→ Given task 1: Repeat part of the email about Talisman subscribers below, starting at the words "(This is not" and stopping after the words "form of discrimination.".

→ Excerpted text:
┌──
From: Juan R. I. Cole <email@example.com>
To: T.ALBERT-ISHMAEL ANDERSON <firstname.lastname@example.org>; email@example.com <firstname.lastname@example.org>
Subject: Re: Covenant Breakers
Date: Tuesday, March 03, 1998 3:21 AM
The point is that there were about 170 individuals subscribed to Talisman I,
including numbers of LSA members, assistants, ABMs, and even occasionally
NSA members from outside the US. There was, I believe, one CB subscribed.
(This is not counting, of course, the loyal and committed Baha'is who were
later falsely and outrageously accused of contravening the covenant by
reason of their postings). Since Talisman@indiana.edu was run off a
listserv, subscriptions were automatic, anyway, and Indiana University rules
were not such that potential subscribers could be excluded because of their
religious views, which would have been a form of discrimination.
└──
→ Given task 2: Show every line of the listing below that contains the word "nose".

→ Data to use:
┌──
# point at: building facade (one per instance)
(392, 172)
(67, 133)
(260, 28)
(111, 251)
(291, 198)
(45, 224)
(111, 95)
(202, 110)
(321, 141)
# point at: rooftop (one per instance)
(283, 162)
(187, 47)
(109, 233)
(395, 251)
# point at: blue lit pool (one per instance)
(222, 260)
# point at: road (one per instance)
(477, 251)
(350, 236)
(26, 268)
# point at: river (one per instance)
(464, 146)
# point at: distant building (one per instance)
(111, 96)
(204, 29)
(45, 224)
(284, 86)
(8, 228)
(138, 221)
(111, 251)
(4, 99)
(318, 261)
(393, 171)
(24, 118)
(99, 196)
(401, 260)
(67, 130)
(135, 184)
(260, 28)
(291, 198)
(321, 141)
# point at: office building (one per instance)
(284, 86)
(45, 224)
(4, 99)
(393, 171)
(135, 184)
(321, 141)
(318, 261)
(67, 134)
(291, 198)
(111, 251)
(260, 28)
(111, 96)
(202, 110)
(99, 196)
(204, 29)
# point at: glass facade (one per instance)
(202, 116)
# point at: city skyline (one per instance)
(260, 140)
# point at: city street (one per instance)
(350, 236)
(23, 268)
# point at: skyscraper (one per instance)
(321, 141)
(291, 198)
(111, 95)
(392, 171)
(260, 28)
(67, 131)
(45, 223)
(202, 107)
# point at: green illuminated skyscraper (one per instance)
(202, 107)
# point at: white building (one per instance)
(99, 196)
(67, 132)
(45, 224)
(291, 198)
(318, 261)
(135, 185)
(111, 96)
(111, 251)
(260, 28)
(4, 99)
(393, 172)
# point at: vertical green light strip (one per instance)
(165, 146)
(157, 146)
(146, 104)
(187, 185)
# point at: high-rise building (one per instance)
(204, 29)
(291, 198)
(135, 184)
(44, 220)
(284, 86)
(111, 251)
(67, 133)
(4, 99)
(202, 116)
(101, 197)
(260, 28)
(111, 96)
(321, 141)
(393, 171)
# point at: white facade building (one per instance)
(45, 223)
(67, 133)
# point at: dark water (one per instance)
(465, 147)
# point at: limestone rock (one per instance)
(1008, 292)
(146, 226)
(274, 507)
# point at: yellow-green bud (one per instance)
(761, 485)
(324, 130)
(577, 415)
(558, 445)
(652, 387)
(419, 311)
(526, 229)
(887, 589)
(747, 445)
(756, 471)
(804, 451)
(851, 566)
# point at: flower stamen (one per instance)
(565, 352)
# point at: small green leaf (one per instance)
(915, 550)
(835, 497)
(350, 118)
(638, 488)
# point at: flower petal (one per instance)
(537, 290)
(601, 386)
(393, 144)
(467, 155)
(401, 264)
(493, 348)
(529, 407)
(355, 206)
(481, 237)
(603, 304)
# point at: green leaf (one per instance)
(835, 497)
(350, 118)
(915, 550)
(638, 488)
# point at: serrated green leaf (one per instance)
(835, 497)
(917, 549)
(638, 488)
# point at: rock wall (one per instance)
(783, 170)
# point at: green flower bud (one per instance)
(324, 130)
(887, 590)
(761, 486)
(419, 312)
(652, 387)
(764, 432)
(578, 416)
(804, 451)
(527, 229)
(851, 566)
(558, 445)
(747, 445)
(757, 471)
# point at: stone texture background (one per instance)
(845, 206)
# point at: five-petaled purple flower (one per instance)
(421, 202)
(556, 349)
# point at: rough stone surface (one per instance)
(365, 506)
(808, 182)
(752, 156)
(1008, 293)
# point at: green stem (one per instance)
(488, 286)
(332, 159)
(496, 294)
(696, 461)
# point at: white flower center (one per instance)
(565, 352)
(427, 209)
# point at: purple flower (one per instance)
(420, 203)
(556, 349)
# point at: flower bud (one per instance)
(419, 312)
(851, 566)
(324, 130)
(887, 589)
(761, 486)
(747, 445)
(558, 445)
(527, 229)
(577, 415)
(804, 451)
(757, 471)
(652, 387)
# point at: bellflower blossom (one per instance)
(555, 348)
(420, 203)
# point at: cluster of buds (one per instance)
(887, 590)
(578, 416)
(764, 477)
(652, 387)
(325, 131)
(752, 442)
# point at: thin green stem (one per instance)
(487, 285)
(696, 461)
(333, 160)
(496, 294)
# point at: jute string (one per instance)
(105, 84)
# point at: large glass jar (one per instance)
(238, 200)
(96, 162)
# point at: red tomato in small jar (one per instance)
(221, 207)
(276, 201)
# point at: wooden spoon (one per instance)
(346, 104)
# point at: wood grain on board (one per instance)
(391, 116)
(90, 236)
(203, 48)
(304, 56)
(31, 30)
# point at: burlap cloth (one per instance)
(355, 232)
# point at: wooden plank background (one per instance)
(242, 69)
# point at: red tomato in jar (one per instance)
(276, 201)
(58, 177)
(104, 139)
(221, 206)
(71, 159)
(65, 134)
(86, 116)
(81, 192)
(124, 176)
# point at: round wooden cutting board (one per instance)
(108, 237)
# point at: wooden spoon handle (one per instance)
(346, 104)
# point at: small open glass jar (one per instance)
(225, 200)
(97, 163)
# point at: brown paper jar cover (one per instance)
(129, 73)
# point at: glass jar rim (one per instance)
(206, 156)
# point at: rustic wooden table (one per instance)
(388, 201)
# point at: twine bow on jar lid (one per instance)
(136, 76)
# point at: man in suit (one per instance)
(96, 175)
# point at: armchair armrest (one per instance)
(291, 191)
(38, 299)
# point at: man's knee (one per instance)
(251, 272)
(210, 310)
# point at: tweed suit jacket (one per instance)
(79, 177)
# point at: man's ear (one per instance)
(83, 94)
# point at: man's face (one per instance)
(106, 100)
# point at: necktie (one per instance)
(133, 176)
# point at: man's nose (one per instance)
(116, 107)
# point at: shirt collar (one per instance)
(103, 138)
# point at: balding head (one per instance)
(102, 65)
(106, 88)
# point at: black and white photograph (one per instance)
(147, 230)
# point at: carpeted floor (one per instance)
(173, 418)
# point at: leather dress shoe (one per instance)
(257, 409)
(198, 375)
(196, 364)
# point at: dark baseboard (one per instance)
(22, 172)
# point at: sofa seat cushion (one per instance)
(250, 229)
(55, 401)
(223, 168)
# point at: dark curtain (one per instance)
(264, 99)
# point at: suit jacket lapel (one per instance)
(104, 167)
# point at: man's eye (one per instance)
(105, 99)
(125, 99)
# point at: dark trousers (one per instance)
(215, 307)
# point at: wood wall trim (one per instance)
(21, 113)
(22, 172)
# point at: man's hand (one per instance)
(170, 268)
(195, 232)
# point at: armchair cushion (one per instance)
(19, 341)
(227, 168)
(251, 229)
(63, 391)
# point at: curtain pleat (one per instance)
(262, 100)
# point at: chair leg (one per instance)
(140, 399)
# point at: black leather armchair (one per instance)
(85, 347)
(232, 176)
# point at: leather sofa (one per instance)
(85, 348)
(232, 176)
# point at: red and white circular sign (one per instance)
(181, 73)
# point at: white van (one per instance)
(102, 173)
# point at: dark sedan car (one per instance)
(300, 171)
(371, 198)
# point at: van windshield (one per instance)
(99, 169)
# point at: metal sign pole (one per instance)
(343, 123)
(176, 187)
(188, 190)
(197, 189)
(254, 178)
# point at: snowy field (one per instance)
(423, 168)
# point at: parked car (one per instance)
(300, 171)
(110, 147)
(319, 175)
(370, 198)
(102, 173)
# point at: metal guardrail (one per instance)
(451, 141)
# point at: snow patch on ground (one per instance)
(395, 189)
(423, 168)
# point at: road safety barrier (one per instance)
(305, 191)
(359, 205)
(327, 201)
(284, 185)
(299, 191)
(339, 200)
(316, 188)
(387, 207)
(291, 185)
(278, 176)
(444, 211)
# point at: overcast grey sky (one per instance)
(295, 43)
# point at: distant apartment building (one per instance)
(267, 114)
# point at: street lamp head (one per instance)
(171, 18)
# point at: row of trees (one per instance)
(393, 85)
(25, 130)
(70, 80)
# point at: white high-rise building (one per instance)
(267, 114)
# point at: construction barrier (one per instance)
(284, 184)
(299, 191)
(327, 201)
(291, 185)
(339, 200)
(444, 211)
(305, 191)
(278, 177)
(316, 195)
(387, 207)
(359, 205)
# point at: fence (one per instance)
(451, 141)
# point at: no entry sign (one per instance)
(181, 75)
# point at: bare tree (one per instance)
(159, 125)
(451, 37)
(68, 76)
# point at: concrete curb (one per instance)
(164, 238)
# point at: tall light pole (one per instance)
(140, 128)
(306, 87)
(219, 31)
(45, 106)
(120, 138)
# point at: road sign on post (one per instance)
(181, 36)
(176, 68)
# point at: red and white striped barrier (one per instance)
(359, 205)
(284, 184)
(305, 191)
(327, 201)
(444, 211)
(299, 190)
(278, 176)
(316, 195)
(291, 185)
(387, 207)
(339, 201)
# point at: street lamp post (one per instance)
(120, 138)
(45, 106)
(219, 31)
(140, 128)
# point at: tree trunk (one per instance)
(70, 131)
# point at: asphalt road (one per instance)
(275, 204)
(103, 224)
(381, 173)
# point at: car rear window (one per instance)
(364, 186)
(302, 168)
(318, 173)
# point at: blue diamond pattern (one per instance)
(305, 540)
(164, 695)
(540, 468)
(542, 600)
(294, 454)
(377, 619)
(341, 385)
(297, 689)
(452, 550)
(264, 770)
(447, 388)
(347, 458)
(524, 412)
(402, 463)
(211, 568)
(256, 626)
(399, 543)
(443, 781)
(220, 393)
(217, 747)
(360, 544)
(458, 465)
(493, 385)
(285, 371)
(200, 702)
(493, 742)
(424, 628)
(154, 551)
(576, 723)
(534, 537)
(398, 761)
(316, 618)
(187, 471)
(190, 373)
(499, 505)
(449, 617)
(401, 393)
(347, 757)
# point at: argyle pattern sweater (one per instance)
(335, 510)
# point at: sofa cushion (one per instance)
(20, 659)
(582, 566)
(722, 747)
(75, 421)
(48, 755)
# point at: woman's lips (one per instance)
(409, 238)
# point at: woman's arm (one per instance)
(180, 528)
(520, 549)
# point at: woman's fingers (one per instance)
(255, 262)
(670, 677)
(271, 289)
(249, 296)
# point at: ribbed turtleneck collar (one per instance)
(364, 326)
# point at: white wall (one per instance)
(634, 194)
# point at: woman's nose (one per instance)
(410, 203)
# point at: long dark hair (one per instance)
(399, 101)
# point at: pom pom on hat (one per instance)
└──
→ Solution 1:
(This is not counting, of course, the loyal and committed Baha'is who were
later falsely and outrageously accused of contravening the covenant by
reason of their postings). Since Talisman@indiana.edu was run off a
listserv, subscriptions were automatic, anyway, and Indiana University rules
were not such that potential subscribers could be excluded because of their
religious views, which would have been a form of discrimination.

→ Solution 2:
# point at: man's nose (one per instance)
# point at: woman's nose (one per instance)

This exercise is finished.